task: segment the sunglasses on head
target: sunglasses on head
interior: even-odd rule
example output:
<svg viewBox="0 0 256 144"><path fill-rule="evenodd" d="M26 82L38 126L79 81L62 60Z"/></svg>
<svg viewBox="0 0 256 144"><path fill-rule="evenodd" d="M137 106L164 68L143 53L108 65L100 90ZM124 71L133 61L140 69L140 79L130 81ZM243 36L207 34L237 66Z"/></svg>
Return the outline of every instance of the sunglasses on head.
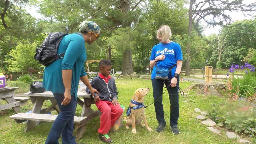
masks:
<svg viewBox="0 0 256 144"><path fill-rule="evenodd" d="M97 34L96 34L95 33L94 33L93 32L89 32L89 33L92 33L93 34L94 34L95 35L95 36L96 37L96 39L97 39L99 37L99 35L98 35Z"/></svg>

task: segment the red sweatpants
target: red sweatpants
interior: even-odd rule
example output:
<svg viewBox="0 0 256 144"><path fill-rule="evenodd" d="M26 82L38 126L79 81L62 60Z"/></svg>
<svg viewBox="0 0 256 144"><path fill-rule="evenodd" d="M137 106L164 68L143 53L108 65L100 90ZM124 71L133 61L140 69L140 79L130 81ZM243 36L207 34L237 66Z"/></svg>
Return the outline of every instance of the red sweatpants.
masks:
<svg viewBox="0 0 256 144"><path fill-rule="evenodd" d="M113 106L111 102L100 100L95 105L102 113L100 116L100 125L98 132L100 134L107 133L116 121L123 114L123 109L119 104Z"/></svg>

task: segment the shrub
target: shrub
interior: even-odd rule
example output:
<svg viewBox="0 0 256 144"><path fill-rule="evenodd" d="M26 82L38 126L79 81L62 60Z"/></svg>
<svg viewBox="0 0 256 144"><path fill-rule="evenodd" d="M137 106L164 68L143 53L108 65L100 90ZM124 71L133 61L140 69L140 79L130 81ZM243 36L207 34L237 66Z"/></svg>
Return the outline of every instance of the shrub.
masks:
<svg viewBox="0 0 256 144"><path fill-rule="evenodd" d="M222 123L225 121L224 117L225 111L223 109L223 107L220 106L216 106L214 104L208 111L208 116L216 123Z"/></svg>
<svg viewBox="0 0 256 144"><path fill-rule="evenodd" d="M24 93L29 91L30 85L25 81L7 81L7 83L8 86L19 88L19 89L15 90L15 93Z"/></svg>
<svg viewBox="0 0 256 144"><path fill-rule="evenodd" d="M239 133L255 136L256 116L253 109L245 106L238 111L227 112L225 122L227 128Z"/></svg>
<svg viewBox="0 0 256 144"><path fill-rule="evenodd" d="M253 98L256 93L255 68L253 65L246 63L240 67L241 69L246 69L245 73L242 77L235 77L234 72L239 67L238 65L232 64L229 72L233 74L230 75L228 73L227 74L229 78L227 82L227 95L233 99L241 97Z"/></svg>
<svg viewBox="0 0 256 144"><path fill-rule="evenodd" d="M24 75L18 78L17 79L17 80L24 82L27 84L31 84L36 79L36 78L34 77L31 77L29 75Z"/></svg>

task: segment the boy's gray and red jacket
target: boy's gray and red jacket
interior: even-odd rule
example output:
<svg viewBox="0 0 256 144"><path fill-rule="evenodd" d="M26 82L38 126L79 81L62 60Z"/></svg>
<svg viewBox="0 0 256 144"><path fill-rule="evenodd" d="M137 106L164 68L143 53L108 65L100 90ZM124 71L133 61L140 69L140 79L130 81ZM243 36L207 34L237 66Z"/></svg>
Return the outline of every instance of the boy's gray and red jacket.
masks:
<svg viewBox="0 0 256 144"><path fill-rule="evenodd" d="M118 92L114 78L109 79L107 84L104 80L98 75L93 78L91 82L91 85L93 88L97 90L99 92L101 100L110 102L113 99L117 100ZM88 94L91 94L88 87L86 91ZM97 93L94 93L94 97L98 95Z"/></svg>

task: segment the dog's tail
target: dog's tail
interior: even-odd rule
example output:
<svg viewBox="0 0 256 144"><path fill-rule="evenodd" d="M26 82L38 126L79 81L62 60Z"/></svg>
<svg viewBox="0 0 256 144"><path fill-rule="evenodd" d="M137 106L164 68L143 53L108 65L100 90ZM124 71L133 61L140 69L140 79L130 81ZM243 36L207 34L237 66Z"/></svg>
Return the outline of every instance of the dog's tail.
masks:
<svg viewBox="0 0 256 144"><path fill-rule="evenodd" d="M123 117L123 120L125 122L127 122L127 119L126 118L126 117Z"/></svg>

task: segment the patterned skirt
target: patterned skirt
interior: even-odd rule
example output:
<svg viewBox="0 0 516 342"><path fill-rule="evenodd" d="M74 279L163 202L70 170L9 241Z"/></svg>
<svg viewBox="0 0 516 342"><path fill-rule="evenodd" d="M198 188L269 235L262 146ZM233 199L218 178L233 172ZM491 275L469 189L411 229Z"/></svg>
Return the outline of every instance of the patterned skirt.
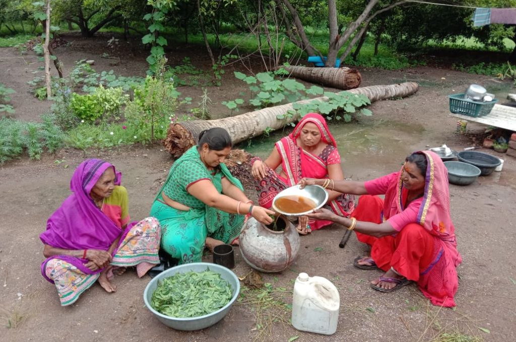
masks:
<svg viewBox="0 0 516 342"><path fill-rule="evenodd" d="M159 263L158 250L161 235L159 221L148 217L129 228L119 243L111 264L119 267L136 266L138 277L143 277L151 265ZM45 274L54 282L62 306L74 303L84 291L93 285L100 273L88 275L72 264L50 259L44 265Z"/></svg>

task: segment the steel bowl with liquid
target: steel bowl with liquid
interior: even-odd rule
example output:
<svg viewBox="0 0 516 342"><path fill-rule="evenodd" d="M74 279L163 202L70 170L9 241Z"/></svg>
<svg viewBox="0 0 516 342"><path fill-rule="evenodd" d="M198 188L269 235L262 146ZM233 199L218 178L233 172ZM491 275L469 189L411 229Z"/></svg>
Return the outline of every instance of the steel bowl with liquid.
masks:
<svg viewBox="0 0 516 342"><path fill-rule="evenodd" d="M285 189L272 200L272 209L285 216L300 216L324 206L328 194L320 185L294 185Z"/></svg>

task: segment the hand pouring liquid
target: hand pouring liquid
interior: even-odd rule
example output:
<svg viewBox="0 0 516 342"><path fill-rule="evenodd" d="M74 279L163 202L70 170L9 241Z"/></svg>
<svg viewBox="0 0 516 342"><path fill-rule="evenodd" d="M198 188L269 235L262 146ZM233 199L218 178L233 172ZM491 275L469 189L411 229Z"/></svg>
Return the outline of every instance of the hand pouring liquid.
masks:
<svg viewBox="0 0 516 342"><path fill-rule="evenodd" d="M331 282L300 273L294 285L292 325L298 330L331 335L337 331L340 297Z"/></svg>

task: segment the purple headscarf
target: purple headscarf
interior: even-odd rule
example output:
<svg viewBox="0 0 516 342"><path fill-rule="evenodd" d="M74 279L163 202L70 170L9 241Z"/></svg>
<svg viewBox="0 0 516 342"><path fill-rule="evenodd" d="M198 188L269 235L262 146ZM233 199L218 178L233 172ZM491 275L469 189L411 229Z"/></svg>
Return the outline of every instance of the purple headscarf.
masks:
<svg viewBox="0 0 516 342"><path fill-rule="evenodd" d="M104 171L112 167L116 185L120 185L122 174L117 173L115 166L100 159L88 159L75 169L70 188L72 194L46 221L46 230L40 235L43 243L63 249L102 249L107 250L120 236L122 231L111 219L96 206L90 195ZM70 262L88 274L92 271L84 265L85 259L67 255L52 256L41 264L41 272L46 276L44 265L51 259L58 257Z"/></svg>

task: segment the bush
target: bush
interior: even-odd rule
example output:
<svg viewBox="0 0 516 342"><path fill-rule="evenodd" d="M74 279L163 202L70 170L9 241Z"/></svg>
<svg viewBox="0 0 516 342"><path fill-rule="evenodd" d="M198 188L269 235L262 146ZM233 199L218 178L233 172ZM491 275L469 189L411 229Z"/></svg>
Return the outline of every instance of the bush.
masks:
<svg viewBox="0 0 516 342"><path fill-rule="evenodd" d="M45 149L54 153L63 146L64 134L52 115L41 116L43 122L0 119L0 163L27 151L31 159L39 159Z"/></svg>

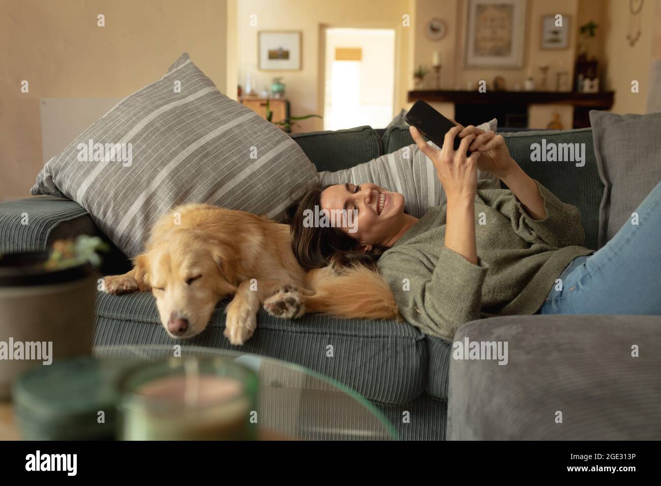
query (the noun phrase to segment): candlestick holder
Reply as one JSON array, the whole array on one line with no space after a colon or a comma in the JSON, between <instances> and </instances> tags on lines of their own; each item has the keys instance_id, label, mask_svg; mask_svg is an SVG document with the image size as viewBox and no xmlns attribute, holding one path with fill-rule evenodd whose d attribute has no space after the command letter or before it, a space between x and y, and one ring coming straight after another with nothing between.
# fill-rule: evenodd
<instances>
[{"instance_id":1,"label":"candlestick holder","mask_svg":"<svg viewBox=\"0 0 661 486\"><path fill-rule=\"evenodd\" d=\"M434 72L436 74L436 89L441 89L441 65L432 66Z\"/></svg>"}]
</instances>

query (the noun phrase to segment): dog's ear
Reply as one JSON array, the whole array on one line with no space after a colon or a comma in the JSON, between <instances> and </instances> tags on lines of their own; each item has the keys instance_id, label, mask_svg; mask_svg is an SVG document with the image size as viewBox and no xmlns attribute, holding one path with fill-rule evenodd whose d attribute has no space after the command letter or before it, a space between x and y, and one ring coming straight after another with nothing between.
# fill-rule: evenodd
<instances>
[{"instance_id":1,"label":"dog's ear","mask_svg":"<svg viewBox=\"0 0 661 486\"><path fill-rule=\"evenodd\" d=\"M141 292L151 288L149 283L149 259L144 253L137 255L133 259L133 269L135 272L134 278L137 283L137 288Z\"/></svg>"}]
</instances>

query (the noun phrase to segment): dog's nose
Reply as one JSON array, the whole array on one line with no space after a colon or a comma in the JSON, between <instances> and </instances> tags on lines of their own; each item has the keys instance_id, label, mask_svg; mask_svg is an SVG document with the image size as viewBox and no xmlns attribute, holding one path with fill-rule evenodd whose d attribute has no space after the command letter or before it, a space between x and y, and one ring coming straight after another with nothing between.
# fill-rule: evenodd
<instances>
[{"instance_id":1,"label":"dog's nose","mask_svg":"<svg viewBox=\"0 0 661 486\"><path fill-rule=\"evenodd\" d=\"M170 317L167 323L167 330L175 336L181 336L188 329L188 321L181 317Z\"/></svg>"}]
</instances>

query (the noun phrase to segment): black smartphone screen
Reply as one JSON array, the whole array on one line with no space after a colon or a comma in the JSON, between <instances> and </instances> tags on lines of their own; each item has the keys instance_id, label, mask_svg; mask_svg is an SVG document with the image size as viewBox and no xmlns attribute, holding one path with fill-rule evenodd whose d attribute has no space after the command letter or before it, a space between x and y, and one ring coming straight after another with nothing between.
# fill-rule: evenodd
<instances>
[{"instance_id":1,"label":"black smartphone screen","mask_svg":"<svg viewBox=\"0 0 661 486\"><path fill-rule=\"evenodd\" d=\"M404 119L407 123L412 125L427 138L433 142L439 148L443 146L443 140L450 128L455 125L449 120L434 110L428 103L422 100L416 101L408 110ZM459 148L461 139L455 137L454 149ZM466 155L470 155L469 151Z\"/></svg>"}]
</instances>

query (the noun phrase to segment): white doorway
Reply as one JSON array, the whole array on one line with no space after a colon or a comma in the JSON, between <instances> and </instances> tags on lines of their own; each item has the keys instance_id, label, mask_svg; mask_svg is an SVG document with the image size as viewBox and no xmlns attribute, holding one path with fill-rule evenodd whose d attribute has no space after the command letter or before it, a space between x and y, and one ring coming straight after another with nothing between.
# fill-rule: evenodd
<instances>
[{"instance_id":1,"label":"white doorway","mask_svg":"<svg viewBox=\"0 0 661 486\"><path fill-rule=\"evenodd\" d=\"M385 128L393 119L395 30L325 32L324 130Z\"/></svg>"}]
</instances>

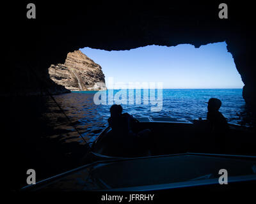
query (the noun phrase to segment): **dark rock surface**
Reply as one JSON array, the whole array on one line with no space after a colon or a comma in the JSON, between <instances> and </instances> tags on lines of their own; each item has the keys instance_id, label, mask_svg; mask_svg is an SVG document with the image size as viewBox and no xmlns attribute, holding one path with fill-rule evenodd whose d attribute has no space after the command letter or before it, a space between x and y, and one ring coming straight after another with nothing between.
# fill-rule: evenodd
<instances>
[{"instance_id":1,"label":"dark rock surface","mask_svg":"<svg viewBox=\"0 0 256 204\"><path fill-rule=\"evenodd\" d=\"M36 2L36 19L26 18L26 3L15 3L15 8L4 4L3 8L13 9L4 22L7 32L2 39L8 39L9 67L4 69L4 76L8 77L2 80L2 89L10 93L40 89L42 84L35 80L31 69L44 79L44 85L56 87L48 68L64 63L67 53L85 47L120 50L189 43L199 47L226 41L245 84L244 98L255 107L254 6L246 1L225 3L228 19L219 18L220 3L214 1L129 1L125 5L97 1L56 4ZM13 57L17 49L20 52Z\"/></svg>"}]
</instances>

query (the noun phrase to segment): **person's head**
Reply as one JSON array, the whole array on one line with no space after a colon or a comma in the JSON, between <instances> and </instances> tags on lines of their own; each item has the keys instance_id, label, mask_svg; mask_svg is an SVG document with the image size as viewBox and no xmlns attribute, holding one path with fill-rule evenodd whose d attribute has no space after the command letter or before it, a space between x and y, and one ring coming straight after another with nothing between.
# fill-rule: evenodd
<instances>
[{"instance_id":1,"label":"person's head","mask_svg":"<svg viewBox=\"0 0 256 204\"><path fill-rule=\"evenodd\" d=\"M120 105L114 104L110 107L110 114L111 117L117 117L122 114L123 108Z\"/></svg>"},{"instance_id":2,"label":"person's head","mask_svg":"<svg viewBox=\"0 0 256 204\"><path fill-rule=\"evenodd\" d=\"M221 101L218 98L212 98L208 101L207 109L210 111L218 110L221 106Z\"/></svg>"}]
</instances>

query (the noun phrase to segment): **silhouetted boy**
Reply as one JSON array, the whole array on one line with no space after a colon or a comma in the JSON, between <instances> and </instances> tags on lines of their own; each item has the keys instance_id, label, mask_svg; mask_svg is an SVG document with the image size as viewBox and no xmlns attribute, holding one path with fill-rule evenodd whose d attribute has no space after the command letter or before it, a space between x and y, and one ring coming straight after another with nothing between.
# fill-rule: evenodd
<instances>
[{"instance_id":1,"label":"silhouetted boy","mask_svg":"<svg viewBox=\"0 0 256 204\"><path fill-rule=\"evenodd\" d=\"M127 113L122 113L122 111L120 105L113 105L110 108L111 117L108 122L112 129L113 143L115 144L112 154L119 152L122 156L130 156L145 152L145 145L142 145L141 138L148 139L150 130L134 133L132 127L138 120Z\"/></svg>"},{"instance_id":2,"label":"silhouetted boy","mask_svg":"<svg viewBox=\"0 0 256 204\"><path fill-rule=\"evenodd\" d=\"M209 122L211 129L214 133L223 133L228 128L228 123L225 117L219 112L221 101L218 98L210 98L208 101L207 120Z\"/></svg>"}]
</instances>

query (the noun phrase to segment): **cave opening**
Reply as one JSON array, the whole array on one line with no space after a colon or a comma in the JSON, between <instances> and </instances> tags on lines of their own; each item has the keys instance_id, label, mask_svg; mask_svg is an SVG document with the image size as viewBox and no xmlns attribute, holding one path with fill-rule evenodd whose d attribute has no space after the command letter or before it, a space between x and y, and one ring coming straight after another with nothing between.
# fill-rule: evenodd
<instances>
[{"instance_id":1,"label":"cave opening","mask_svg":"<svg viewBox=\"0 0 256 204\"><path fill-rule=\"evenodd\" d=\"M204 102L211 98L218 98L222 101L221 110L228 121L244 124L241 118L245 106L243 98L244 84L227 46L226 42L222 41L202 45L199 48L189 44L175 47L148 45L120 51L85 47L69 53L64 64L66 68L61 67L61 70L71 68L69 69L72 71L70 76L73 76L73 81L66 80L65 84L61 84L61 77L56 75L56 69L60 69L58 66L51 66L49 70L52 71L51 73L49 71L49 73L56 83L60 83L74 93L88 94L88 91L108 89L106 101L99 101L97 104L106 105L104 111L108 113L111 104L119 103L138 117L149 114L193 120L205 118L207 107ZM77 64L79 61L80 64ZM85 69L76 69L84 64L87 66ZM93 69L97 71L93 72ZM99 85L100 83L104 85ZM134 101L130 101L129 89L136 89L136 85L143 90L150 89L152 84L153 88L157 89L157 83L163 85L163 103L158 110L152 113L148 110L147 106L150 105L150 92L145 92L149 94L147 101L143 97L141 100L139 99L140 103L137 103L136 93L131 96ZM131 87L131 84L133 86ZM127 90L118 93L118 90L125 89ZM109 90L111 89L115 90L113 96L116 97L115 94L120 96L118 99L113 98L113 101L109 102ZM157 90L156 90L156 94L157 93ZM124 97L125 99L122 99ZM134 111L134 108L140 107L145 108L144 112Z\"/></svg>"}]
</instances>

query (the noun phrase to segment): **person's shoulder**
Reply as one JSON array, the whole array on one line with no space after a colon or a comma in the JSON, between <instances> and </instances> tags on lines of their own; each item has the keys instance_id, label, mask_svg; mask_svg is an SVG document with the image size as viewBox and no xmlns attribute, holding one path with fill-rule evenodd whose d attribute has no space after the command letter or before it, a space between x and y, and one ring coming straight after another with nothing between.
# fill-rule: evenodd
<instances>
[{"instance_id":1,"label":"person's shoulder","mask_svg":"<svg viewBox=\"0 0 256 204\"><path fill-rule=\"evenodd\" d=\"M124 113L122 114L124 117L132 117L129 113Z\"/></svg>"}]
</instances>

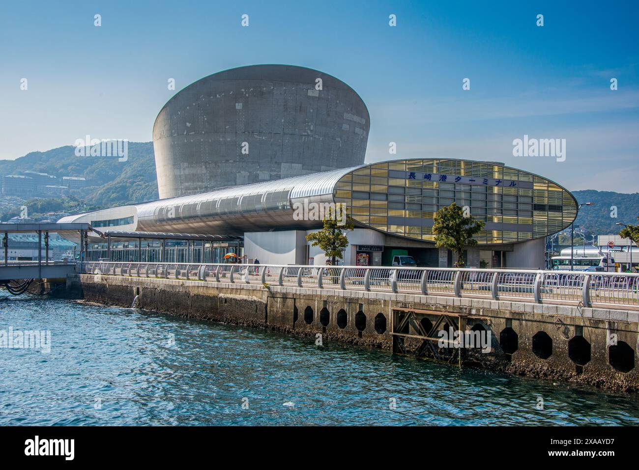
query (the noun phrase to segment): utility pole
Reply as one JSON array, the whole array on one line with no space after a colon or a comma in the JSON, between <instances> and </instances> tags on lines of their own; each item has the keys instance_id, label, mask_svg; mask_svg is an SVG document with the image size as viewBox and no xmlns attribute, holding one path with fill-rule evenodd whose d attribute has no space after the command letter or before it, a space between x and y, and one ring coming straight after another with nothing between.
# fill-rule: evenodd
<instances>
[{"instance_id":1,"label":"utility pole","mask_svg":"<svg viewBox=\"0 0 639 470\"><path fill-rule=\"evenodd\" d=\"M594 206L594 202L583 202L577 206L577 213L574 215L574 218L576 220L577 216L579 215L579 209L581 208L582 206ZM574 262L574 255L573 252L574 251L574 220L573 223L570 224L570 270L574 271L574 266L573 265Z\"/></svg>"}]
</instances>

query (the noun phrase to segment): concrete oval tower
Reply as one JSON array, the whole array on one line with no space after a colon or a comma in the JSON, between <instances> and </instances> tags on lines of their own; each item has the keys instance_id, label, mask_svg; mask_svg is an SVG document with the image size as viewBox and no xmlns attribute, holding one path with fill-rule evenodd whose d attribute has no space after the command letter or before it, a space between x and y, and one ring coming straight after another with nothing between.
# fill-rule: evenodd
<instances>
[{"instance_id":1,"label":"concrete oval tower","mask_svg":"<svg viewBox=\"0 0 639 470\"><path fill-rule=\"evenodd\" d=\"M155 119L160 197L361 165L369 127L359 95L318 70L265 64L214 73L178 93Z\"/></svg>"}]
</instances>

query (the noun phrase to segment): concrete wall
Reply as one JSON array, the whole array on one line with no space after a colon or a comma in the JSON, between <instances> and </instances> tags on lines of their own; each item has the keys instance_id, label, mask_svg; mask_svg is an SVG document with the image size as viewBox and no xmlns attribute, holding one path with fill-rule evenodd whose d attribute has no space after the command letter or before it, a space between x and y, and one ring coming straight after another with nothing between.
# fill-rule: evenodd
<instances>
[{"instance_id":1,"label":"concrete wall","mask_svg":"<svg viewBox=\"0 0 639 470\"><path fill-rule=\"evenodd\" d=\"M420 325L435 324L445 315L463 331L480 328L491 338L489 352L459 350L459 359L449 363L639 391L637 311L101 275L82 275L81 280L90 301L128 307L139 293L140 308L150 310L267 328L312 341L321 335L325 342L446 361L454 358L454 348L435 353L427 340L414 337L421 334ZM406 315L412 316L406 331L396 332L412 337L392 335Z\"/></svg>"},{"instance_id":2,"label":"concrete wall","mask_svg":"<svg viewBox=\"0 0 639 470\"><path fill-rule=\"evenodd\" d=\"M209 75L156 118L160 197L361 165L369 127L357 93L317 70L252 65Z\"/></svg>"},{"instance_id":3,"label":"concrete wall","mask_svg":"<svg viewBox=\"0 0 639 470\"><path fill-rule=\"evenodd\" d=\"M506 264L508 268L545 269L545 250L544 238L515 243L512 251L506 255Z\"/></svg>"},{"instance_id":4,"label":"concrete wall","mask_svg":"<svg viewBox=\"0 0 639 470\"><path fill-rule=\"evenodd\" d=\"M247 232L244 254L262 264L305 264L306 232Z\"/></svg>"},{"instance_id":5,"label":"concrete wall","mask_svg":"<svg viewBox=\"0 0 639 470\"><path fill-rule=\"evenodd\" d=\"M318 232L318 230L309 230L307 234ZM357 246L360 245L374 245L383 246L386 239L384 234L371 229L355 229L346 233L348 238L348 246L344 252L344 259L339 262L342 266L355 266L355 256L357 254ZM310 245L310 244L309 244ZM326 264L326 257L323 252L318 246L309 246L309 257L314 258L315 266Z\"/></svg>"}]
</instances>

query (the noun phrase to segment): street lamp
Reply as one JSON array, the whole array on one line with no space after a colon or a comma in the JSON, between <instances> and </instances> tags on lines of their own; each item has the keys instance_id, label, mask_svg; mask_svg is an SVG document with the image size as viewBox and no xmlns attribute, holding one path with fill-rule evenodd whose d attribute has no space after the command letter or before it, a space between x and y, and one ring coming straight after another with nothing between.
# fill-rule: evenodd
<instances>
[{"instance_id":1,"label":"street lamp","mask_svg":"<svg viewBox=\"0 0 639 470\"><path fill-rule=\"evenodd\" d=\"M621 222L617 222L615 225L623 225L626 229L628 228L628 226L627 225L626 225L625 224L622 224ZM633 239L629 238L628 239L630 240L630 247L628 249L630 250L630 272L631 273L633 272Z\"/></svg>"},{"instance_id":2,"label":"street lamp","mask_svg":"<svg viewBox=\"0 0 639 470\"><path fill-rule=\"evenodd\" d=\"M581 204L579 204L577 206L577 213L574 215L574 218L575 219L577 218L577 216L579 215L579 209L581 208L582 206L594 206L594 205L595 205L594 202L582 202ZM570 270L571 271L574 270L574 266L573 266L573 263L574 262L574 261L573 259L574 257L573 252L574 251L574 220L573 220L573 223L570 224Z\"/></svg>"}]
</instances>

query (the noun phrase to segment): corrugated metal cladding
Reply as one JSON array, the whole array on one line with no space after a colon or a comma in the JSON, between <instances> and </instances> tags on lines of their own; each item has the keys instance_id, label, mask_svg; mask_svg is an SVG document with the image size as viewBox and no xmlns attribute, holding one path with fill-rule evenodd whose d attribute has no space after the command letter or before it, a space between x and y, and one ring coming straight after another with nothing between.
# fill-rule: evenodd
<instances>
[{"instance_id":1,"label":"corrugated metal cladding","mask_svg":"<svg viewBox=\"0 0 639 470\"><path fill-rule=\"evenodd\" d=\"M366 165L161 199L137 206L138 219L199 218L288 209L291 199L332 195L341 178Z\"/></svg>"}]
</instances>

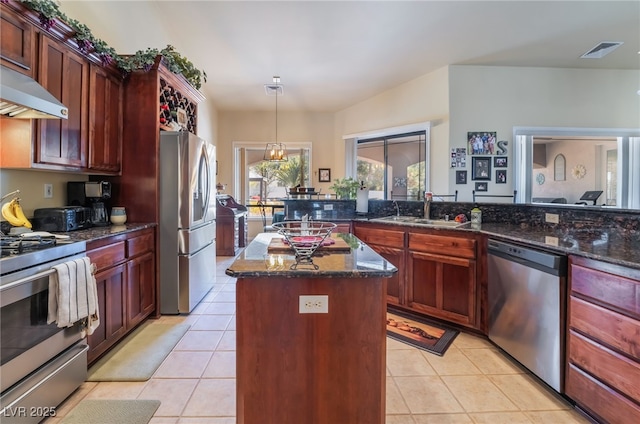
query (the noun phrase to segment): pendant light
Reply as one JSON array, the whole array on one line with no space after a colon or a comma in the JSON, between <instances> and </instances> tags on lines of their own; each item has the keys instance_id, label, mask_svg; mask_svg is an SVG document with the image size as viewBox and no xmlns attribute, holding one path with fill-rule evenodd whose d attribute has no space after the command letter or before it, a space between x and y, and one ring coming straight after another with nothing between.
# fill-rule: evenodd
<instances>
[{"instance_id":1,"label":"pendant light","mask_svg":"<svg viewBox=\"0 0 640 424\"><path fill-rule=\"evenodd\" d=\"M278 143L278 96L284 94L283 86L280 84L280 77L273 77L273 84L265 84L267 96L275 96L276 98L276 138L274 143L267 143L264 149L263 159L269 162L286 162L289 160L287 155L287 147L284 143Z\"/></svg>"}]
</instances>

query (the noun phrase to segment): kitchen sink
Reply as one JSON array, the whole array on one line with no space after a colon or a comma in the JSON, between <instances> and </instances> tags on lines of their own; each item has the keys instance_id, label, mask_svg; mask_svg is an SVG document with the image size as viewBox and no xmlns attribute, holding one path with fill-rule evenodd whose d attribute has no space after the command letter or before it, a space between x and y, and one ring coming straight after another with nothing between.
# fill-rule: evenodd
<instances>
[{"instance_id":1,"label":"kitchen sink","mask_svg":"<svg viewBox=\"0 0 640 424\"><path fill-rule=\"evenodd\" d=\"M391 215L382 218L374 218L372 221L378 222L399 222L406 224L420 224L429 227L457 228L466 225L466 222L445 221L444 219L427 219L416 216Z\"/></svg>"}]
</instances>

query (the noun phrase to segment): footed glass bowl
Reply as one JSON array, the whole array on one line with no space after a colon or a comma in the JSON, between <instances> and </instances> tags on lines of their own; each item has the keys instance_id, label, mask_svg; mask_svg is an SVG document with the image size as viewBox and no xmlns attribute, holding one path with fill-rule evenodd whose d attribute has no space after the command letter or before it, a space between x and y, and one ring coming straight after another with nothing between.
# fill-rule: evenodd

━━━━

-- TASK TO COMPLETE --
Gather every line of the entries above that contains the string "utility".

-- SOLUTION TO THE EXERCISE --
query (the noun phrase to segment): utility pole
[{"instance_id":1,"label":"utility pole","mask_svg":"<svg viewBox=\"0 0 639 470\"><path fill-rule=\"evenodd\" d=\"M594 206L594 202L583 202L577 206L577 213L574 215L574 218L576 220L577 216L579 215L579 209L581 208L582 206ZM574 262L574 255L573 252L574 251L574 220L573 223L570 224L570 270L574 271L574 266L573 265Z\"/></svg>"}]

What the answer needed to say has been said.